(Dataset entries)
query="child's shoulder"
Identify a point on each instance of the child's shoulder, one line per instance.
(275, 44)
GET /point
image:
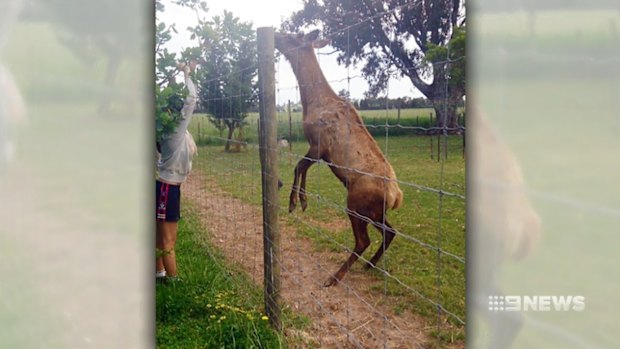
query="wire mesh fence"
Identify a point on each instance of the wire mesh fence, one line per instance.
(415, 293)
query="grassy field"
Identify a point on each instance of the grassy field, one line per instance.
(214, 306)
(205, 134)
(441, 280)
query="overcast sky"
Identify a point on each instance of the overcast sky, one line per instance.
(272, 13)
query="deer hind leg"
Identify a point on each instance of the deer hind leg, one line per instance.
(300, 171)
(362, 241)
(388, 235)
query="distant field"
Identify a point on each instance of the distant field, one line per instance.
(205, 133)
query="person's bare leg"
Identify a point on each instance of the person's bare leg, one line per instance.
(159, 245)
(169, 239)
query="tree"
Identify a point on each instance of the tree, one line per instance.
(169, 95)
(388, 35)
(97, 29)
(229, 68)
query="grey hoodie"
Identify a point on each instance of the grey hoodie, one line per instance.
(175, 162)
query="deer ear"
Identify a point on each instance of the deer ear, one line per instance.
(321, 43)
(313, 35)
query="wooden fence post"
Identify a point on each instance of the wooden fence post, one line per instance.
(290, 132)
(269, 166)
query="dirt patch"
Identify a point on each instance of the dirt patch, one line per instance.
(348, 315)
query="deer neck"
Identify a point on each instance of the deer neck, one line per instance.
(312, 83)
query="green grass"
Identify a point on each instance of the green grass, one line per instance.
(412, 264)
(215, 305)
(206, 134)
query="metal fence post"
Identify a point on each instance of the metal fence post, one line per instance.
(269, 165)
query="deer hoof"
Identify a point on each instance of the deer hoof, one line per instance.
(369, 266)
(331, 281)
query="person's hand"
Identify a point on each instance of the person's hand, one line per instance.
(184, 67)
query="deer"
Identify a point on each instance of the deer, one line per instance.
(337, 135)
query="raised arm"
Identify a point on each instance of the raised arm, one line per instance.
(190, 100)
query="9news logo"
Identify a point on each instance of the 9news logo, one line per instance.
(537, 303)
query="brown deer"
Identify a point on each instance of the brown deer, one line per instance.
(338, 136)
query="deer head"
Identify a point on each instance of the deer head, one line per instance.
(289, 43)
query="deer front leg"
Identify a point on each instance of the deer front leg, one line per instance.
(300, 171)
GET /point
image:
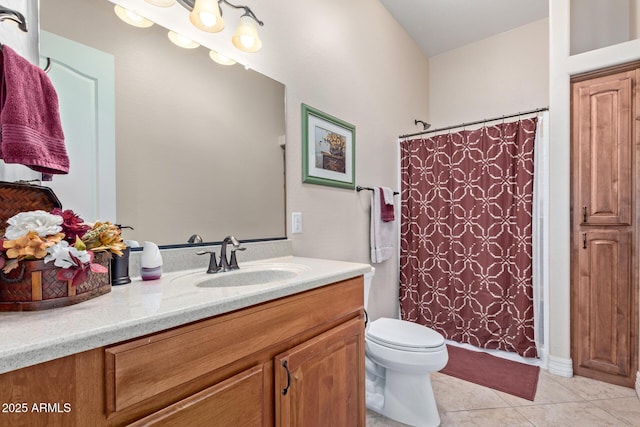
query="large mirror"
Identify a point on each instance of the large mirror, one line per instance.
(199, 146)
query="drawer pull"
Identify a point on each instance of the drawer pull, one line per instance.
(286, 368)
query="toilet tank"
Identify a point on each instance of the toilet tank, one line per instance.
(368, 277)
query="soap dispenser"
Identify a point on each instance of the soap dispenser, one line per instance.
(150, 262)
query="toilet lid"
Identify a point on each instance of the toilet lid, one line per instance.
(400, 333)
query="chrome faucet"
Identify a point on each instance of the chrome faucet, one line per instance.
(195, 238)
(232, 264)
(224, 265)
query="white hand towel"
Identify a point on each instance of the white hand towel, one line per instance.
(388, 195)
(381, 232)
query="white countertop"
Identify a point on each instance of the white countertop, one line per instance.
(144, 307)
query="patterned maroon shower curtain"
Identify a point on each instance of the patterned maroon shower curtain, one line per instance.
(466, 253)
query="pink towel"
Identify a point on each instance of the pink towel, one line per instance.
(386, 209)
(30, 128)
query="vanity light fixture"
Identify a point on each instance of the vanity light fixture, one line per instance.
(131, 17)
(182, 41)
(206, 15)
(220, 58)
(246, 37)
(161, 3)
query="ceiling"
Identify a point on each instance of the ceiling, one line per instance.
(442, 25)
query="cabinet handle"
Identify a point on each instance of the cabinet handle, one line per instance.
(286, 368)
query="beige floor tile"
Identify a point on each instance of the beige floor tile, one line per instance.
(572, 414)
(501, 417)
(626, 409)
(589, 389)
(453, 394)
(548, 391)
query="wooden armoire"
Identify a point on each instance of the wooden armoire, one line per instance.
(605, 169)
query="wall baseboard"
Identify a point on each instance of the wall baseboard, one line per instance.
(560, 366)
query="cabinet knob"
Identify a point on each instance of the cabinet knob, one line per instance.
(286, 368)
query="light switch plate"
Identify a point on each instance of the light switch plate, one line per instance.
(296, 222)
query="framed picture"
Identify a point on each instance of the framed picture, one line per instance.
(328, 149)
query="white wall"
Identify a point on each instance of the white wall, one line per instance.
(562, 67)
(26, 45)
(599, 23)
(500, 75)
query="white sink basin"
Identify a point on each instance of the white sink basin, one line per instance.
(262, 274)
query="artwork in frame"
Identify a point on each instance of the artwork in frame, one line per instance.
(328, 149)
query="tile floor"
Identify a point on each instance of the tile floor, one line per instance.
(577, 401)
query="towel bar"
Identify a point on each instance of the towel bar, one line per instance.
(13, 15)
(359, 188)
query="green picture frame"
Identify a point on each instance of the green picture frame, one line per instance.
(328, 150)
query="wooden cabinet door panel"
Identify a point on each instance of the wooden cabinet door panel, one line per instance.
(237, 401)
(323, 382)
(603, 299)
(602, 126)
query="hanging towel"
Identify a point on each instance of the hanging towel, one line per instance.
(387, 208)
(381, 231)
(30, 129)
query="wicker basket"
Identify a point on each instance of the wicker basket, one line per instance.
(34, 286)
(16, 197)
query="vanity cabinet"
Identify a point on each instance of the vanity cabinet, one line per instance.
(314, 373)
(226, 370)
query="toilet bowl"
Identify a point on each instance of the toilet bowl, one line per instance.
(400, 357)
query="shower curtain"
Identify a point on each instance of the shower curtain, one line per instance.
(465, 249)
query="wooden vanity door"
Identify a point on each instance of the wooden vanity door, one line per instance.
(321, 382)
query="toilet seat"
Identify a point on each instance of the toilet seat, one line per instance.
(403, 335)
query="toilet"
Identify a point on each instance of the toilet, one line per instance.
(400, 357)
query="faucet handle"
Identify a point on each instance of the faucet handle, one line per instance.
(213, 263)
(234, 261)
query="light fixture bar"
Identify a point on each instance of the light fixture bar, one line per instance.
(188, 4)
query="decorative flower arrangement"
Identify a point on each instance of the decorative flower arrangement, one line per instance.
(337, 143)
(59, 236)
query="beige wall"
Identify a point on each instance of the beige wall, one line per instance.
(352, 60)
(500, 75)
(562, 66)
(189, 133)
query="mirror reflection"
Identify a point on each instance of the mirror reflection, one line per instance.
(199, 146)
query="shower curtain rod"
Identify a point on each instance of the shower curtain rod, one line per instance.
(537, 110)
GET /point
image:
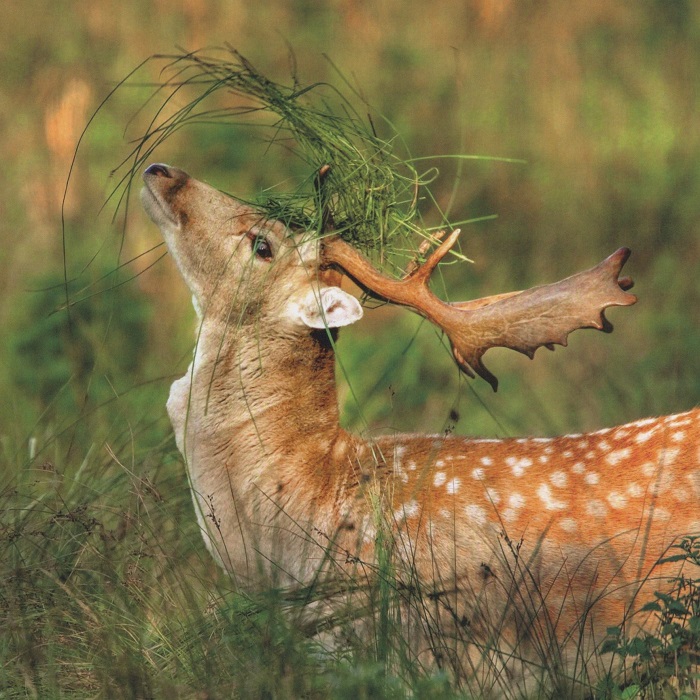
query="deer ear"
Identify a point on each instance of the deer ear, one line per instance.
(329, 307)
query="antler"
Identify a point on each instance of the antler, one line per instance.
(522, 321)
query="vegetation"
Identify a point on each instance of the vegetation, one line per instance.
(107, 590)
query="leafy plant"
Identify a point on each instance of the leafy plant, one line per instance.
(668, 661)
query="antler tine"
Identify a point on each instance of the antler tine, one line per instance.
(522, 321)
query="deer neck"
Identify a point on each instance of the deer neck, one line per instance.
(256, 404)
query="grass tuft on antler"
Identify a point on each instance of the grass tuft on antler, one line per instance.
(372, 192)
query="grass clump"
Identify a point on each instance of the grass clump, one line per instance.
(372, 192)
(667, 663)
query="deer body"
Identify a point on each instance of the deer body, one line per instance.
(536, 542)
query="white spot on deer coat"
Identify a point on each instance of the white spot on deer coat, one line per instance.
(568, 524)
(439, 479)
(617, 456)
(408, 510)
(493, 496)
(558, 479)
(592, 478)
(453, 485)
(518, 464)
(596, 508)
(516, 501)
(617, 500)
(475, 513)
(644, 436)
(634, 490)
(550, 503)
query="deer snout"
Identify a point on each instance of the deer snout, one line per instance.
(162, 183)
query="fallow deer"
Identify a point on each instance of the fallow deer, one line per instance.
(522, 551)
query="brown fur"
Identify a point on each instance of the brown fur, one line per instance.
(521, 552)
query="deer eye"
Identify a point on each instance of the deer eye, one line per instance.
(261, 247)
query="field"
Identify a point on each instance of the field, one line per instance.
(584, 118)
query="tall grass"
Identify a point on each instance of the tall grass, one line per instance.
(107, 590)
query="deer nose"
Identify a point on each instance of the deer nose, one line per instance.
(158, 169)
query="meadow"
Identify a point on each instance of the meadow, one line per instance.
(584, 118)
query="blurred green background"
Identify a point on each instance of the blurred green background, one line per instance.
(107, 588)
(599, 99)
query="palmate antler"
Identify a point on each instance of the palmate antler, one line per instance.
(522, 321)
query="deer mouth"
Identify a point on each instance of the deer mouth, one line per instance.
(159, 211)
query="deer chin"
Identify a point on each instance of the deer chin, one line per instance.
(160, 214)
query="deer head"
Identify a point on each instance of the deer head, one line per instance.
(238, 264)
(281, 488)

• **Try it**:
Which lines run from the one containing "Identify a point on each instance of the deer eye, one" to the end of the records? Transcribe exactly those, both ends included.

• **Solution**:
Identify a point on each instance of the deer eye, one line per instance.
(261, 247)
query="field"
Identify a point on each instance of the field, one line per instance.
(584, 118)
query="tall grass"
Identify a point on each instance of the tall grass, one line per instance.
(107, 590)
query="deer nose"
Identify a point on each instance of the deer nose, one line per instance.
(158, 169)
query="meadow"
Identify a point on each instance of the meadow, one line per instance.
(584, 118)
query="blurred green background"
Identify a point on each instance of the blurred green background, one line per instance.
(107, 588)
(599, 99)
query="palmate antler"
Identify a point on each instance of the palmate antler, one line per instance.
(522, 321)
query="deer mouth"
Identify a point on each instance of the deer mouth, one line per instance.
(159, 211)
query="deer chin"
Identify a point on each instance of the deer chin, one line per instance.
(160, 214)
query="deer head"
Identify a point on each instance of the deer head, one line per instance.
(238, 264)
(281, 488)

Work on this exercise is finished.